» **SOURCE EXTRACT**:

>>>

At its height, Palmares had a population of over 30,000. In the 1670s, when the Portuguese tried to take control of half of Palmares, it was estimated that the palmarista population of that half was between 15,000-20,000.

Palmares thrived in the years of peace that followed the 1640s.

Between 1672-1694, Palmares withstood on average one Portuguese expedition nearly every year.

Ganga Zumba and Zumbi are the two best-known warrior-leaders of Palmares which, after a history of conflict with first Dutch and then Portuguese colonial authorities, finally fell to a Portuguese artillery assault in 1694. 

Forced to defend against repeated attacks by Portuguese colonists, the warriors of Palmares were experts in capoeira, a dance and martial art form. Portuguese soldiers sometimes stated it took more than one dragoon to capture a quilombo warrior since they would defend themselves with a strangely moving fighting technique (capoeira). The governor from that province declared that "it is harder to defeat a quilombo than the Dutch invaders".

<<<

» **MATERIAL**:
>>>

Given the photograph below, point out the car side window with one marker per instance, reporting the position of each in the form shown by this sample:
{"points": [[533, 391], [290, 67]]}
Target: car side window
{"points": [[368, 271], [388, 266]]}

<<<

» **TASK DESCRIPTION**: Write out the portion of the Palmares passage that starts with the words containing "At its height, Palmares" and ends with "was between 15,000-20,000.".

» **EXERCISE RESPONSE**:
At its height, Palmares had a population of over 30,000. In the 1670s, when the Portuguese tried to take control of half of Palmares, it was estimated that the palmarista population of that half was between 15,000-20,000.